§ COMPLETE THE FOLLOWING
(a) Do these statements agree with the post on building a neural network from scratch? Answer yes or no for each and quote the deciding words. (i) The Vanilla class sets the starting learning rate to 0.01. (ii) The add_layer function uses "relu" as its default activation. (iii) The Keras example trains the model for 100 epochs.
(b) Answer these questions from the post on building a neural network from scratch:
(i) Which Python version is the framework written for?
(ii) What does "r" stand for in problem_type?
(iii) Which part of the fit method does the post say it will look at?
(c) Carry on the post on building a neural network from scratch from the point where it stops.

Deep Neural Network from Scratch - Part 1

2 minute read

In this post I will be explaining how to design your own Neural Network (Keras-like) framework from scratch in python 3.7+. This post assumes you have basic understanding of how a Neural Network works and familiarity with forward-backward propagation, Loss functions, Optimizers, Regularization and so on. Without any further due, let’s jump right into it.

Photo by [Moritz Kindler](https://cdn.hashnode.com/res/hashnode/image/upload/v1620220626760/1w0avz-fZ.html) on [Unsplash](https://unsplash.com?utm_source=medium&utm_medium=referral) Photo by Moritz Kindler on Unsplash

A basic neural network model implementation in Keras framework looks like the following. In our implementation from scratch, we will try to design a similar framework as Keras (but basic).

# define the keras model
model = Sequential()
model.add(Dense(12, input_dim=8, activation='relu'))
model.add(Dense(8, activation='relu'))
model.add(Dense(1, activation='sigmoid'))

model.compile(loss='binary_crossentropy', optimizer='adam', metrics=['accuracy'])
model.fit(X, y, epochs=150, batch_size=10)

Base Neural Network class

In order to keep all the functional elements together we will create a class (Vanilla here) to organize the functionality of our Neural Network. The class can store variables to define how the network in structured and parameterized.

class Vanilla:
    def __init__(self):
        self.layers = []
        self.activations = []
        self.alpha_0 = 0.01
        self.loss_fn = "entropy"
        self.iterations = 0
        self.dict = {}
        self.decay_rate = 0.001
        self.problem_type = "c" # c for classification & r for regression

Adding Layers

This function will allow users to add layers and design the graph of the network. Note that this function stores the number of hidden units in a variable named layers (similarly activation).

def add_layer(self, units, input_dim=0, activation="sigmoid"):
  if input_dim == 0:
      self.layers.append(units)
      self.activations.append(activation)
  else:
      self.layers.append(input_dim)
      self.layers.append(units)
      self.activations.append(activation)

Compile Function

This function initializes various model parameters before starting the training in the next step.

def compile(self, learning_rate=0.01, decay_rate=0.001, loss="entropy"):
        self.alpha_0 = learning_rate
        self.loss_fn = loss
        self.decay_rate = decay_rate

Training the network

The fit method lies at the heart of this implementation. Although the actual function has a vast functionality, we will look at the most important part which is forward and backpropagation.

§ SUPPLIED INFORMATION

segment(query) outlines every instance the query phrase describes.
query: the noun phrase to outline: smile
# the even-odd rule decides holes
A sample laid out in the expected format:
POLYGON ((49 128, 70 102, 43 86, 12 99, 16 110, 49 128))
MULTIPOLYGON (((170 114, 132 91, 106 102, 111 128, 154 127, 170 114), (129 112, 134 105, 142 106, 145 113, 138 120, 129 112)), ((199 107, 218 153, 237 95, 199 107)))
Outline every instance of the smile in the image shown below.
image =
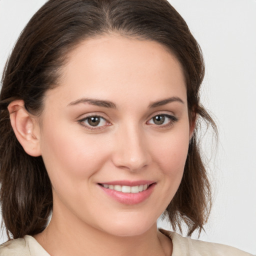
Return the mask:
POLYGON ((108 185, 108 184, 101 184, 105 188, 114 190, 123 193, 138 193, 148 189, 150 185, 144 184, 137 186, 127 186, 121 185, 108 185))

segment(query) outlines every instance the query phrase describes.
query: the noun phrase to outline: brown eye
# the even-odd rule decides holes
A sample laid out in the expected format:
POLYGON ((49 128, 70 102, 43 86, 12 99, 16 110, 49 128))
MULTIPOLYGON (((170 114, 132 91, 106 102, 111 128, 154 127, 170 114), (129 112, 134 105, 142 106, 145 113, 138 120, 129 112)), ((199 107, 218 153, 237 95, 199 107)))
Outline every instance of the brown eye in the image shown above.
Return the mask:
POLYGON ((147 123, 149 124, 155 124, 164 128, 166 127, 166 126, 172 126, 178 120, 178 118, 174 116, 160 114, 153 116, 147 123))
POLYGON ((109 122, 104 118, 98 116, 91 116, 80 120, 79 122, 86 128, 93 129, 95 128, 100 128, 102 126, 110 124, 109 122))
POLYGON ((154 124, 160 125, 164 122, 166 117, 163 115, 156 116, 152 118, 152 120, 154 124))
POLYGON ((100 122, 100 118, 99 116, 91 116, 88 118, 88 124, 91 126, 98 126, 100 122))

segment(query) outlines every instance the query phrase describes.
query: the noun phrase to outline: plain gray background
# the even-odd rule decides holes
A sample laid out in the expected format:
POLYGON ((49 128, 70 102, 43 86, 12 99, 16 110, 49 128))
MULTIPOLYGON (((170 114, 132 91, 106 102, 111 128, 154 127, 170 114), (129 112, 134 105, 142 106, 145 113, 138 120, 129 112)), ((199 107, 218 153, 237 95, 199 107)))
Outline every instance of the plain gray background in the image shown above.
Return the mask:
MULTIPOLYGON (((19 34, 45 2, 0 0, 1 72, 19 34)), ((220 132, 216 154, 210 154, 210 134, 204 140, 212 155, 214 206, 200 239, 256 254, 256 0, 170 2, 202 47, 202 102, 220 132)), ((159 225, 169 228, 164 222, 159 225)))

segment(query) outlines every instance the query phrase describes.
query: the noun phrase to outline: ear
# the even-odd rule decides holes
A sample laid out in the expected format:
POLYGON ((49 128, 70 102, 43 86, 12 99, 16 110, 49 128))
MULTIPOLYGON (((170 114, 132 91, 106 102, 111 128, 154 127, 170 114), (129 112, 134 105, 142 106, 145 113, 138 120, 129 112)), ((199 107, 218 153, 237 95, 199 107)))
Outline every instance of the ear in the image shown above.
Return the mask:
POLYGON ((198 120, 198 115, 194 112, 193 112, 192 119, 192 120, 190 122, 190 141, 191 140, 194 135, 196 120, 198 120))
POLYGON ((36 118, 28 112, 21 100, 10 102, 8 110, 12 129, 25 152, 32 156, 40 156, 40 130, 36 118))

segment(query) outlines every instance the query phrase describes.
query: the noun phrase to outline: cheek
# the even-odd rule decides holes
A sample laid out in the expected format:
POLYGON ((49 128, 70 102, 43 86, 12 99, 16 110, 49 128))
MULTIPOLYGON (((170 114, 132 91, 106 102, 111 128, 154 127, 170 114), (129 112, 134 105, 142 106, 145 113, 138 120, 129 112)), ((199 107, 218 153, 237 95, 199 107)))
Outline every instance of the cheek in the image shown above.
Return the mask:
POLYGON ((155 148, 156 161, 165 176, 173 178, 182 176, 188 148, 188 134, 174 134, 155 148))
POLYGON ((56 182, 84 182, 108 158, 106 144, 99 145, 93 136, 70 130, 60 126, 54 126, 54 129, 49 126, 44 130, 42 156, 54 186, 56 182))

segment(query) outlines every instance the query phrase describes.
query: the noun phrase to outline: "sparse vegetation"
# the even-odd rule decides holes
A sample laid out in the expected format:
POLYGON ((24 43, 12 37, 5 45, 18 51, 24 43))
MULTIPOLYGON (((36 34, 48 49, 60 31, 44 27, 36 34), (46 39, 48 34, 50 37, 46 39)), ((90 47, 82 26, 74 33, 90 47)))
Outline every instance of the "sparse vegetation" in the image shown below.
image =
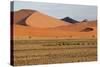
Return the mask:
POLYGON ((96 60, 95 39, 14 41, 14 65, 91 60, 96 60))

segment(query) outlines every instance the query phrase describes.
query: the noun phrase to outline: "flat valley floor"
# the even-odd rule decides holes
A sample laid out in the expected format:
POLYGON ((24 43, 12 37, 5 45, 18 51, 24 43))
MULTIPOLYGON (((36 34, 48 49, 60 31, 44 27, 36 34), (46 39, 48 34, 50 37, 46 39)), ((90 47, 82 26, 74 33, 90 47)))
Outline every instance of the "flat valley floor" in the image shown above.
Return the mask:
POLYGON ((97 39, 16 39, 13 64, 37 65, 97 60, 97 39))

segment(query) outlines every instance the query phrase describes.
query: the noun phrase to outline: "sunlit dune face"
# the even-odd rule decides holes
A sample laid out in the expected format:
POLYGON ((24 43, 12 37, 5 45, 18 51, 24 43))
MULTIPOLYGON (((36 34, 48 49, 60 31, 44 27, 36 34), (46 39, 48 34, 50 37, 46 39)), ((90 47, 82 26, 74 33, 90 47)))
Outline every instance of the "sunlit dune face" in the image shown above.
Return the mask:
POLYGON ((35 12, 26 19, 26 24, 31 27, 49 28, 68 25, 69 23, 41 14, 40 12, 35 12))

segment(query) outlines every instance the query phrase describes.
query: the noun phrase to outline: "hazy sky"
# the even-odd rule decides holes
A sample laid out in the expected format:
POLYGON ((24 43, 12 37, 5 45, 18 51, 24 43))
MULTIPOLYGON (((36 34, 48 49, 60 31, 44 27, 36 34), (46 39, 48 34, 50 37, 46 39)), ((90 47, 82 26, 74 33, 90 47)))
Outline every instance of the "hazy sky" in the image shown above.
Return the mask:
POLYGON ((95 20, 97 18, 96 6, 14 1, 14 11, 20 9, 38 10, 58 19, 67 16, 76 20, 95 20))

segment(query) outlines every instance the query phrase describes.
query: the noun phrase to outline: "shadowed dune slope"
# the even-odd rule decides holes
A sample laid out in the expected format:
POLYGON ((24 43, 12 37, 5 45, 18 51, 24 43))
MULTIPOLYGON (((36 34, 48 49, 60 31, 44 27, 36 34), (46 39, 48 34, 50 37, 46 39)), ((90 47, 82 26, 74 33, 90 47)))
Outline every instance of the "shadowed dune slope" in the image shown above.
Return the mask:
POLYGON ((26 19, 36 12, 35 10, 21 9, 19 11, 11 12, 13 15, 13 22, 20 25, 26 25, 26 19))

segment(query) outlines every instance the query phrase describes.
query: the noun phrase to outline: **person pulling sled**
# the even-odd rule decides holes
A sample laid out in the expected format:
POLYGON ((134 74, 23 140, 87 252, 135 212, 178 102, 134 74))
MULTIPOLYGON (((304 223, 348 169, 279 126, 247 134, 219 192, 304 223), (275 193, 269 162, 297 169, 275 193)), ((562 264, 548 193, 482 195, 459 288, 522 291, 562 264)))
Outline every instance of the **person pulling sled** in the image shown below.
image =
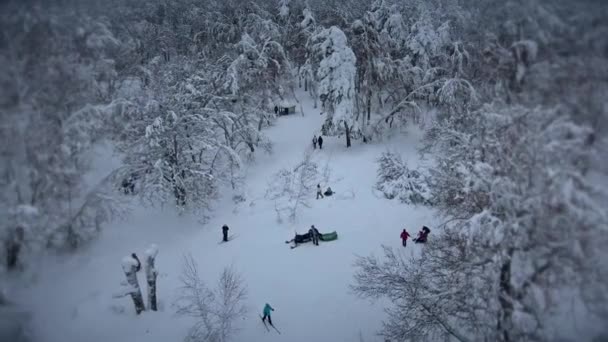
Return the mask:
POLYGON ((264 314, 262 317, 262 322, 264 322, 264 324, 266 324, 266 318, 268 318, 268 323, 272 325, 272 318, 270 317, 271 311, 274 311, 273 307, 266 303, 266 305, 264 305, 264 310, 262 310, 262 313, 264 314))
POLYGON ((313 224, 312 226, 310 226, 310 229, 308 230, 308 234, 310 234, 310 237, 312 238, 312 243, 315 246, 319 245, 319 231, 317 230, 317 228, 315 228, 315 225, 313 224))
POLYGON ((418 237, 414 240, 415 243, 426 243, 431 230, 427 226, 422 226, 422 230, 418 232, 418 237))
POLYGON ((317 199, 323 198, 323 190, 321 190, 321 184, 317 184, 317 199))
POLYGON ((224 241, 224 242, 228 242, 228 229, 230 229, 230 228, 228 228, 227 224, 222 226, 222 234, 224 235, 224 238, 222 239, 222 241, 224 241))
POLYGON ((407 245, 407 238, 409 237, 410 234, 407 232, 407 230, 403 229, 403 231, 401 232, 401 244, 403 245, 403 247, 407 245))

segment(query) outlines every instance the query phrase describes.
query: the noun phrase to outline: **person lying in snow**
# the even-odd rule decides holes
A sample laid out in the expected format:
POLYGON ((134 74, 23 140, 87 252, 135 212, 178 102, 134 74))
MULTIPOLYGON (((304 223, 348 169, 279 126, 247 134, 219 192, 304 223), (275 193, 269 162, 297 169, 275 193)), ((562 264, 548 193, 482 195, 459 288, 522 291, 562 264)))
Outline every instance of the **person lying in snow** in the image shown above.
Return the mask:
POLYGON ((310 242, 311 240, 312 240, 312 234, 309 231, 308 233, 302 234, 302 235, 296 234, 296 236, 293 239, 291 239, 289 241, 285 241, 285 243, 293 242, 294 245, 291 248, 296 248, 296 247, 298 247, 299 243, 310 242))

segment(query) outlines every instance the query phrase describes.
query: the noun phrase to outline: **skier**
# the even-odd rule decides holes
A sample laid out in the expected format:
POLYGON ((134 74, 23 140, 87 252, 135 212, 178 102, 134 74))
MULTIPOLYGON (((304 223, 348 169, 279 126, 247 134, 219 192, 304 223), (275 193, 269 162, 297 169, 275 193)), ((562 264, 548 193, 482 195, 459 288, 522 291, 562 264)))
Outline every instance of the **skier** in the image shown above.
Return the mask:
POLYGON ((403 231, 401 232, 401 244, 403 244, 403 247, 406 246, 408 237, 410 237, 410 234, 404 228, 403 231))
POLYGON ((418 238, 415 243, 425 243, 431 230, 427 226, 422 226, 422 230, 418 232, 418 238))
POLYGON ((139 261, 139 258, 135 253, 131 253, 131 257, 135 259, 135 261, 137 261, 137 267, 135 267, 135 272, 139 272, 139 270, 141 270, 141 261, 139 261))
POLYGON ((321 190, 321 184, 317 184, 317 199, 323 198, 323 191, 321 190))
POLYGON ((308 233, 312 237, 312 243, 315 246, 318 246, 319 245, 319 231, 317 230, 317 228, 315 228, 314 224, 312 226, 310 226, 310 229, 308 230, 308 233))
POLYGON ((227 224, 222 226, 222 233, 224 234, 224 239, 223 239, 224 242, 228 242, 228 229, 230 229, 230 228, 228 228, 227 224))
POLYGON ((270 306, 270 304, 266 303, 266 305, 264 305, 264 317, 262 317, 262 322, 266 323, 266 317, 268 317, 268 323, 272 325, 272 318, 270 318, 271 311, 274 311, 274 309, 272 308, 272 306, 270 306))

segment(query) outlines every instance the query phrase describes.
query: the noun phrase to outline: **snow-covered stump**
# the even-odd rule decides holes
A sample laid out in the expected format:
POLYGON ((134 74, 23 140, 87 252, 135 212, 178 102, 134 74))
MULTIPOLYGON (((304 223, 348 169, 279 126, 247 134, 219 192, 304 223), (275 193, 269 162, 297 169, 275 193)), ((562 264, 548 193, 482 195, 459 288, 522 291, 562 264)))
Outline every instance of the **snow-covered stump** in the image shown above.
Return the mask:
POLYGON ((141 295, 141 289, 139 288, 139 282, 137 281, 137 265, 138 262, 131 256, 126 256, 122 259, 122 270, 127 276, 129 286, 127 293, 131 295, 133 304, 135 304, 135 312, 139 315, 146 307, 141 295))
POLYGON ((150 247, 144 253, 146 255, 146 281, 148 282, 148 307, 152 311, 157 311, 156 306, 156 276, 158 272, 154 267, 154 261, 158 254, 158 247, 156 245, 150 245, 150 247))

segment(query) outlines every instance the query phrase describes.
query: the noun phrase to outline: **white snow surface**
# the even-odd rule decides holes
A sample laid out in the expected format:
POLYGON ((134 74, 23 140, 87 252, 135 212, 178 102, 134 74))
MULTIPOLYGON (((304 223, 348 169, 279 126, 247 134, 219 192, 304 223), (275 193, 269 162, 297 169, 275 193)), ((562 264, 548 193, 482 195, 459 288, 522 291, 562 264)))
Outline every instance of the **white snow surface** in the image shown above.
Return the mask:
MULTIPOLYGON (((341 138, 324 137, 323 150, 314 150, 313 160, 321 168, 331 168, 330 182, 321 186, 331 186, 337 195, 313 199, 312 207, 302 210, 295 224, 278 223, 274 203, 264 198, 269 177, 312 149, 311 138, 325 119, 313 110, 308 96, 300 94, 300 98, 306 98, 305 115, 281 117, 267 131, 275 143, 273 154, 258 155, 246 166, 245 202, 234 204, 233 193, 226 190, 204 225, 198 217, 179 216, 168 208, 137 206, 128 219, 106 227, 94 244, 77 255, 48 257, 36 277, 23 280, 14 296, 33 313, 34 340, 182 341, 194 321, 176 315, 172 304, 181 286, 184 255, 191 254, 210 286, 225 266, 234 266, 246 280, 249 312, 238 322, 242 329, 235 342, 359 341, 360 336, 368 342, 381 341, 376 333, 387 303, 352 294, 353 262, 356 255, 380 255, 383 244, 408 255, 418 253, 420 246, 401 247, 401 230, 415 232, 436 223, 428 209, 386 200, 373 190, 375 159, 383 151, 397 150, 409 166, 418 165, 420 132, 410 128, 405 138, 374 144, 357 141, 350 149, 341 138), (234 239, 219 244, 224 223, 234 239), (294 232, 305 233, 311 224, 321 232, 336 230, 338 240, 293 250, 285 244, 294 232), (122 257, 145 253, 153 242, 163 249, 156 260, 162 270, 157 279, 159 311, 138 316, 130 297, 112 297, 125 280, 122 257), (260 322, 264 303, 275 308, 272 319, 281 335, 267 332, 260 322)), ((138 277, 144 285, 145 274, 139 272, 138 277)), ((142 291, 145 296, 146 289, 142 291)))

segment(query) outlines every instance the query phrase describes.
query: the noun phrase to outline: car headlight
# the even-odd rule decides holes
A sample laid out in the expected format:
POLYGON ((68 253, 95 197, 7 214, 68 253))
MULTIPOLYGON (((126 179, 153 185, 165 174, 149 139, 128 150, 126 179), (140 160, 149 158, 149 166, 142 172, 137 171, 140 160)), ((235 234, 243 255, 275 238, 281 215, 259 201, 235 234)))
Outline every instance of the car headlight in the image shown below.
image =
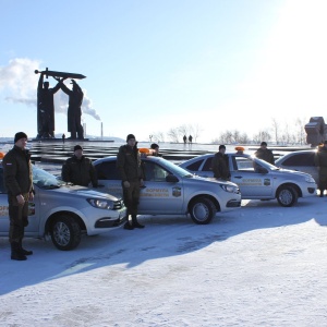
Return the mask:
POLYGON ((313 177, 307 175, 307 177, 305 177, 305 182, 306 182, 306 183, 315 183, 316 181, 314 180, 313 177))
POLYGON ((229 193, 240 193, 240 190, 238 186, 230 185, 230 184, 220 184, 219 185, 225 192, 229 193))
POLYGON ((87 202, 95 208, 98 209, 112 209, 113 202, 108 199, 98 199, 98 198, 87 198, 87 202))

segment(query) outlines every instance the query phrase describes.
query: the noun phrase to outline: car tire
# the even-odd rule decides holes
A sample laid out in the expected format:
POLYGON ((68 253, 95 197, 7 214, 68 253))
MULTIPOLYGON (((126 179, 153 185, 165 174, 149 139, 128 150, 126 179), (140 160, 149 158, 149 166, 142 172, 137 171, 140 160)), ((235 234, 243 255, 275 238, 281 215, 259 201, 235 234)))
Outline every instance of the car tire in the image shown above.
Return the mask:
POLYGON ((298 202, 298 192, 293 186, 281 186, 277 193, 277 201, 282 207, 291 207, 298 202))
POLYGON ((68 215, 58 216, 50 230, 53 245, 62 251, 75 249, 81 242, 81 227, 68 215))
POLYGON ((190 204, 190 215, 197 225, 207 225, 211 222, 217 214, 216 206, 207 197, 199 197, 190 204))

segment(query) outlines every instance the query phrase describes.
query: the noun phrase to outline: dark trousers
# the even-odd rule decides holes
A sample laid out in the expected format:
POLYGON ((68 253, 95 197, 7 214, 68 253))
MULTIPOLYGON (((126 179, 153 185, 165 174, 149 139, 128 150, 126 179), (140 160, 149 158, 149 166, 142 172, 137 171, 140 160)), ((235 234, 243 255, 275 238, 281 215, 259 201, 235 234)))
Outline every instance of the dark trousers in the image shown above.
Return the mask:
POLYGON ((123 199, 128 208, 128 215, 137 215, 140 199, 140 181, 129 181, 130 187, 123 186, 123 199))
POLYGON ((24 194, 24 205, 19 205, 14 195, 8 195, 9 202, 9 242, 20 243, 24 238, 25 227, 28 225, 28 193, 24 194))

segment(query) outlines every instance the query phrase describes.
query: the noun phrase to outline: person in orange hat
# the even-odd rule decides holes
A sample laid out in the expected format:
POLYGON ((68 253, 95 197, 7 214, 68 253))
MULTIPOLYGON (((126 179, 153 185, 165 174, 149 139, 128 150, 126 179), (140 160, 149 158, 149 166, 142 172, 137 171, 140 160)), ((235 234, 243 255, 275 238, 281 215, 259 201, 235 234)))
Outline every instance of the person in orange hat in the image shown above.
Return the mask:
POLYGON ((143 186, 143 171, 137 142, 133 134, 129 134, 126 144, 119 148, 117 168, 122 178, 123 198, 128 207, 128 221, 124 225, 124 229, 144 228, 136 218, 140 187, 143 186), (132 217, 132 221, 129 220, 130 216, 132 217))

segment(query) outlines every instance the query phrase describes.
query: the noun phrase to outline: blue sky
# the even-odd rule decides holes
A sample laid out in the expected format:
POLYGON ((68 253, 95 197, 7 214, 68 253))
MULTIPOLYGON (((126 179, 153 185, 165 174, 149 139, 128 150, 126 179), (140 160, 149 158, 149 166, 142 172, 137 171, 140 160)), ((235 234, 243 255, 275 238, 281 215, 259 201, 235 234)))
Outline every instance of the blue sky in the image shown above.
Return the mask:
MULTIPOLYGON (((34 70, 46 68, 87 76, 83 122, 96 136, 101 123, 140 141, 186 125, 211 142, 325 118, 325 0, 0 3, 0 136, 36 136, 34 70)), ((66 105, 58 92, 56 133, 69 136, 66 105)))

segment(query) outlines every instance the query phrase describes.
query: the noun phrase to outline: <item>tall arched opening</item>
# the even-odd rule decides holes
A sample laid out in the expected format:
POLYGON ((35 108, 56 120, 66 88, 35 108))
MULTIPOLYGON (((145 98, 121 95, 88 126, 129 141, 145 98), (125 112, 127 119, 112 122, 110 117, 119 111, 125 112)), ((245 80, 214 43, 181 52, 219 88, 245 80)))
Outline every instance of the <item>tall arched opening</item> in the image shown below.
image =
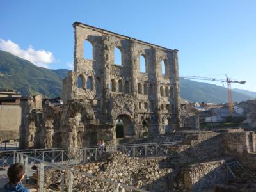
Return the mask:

§ TASK ANSWERS
(a)
(i) Yes: "self.alpha_0 = 0.01"
(ii) No: "activation="sigmoid""
(iii) No: "epochs=150"

(b)
(i) Python 3.7+
(ii) Regression
(iii) Forward and backpropagation

(c)
# Forward Pass
for i in range(no_of_layers):
    a.append(self.forward(
        a[i], self.dict['W' + str(i+1)], self.dict['b' + str(i+1)], activation=self.activations[i]))

dz = []
dW = []
db = []
dz.append(y_train)

# Backpropagation of Gradients
for i in range(no_of_layers, 0, -1):
    if i == no_of_layers:
        [dzz, dWW, dbb] = self.backward(
            a[i-1], a[i], [], dz[no_of_layers-i], activation=self.activations[i-1], output_layer=True)
    else:
        [dzz, dWW, dbb] = self.backward(
            a[i-1], a[i], self.dict['W' + str(i+1)], dz[no_of_layers-i], activation=self.activations[i-1])

    dz.append(dzz)
    dW.append(dWW)
    db.append(dbb)

# Update Weights and Biases
for i in range(1, no_of_layers + 1):
    if regularize:
        dW[no_of_layers -
            i] += self.l1_reg(self.dict['W' + str(i)], lambda_)

    self.dict['W' + str(i)] -= (alpha * dW[no_of_layers-i])
    self.dict['b' + str(i)] -= (alpha * db[no_of_layers-i])

Activation Functions

There are several activation functions (relu, sigmoid, softmax, tanh) defined in original Vanilla. An example of sigmoid and it’s derivative is shown below.

def sigmoid(self, x):
    return (1.0/(1.0+np.exp(-x)))

def d_sigmoid(self, x):
    a = self.sigmoid(x)
    return a * (1 - a)

Loss Functions

Vanilla class contains three different loss functions — Cross Entropy, Logistic Loss, Mean Squared Error (MSE). An example implementation of Cross entropy is shown below.

def cross_entropy_loss(self, y_train, y_hat, epsilon=1e-11):
      m = y_train.shape[0]
      n = y_train.shape[1]

      y_hat_clip = np.clip(y_hat, epsilon, 1 - epsilon)
      result = ((-1.0 / (m)) * np.sum(np.sum(y_train *
                np.log(y_hat_clip), axis=1), axis=0))

      if (np.any(np.isnan(result))):
          print("Error in Cross Entropy")
          exit()
      return result

Predicting the output

The predict method takes the input data (X) and performs a forward pass through the network in order to get prediction values (y).

def predict(self, X):
      no_of_layers = len(self.layers) - 1
      a = []
      a.append(X)

      for i in range(no_of_layers):
          a.append(self.forward(a[i], self.dict['W' + str(i+1)],
                   self.dict['b' + str(i+1)], activation=self.activations[i]))
      return a[-1]

This is a developing post and more details will be added soon. If you found this post helpful, follow me and share this post!

Github Link: Vanilla Neural Network Repository

Cheers.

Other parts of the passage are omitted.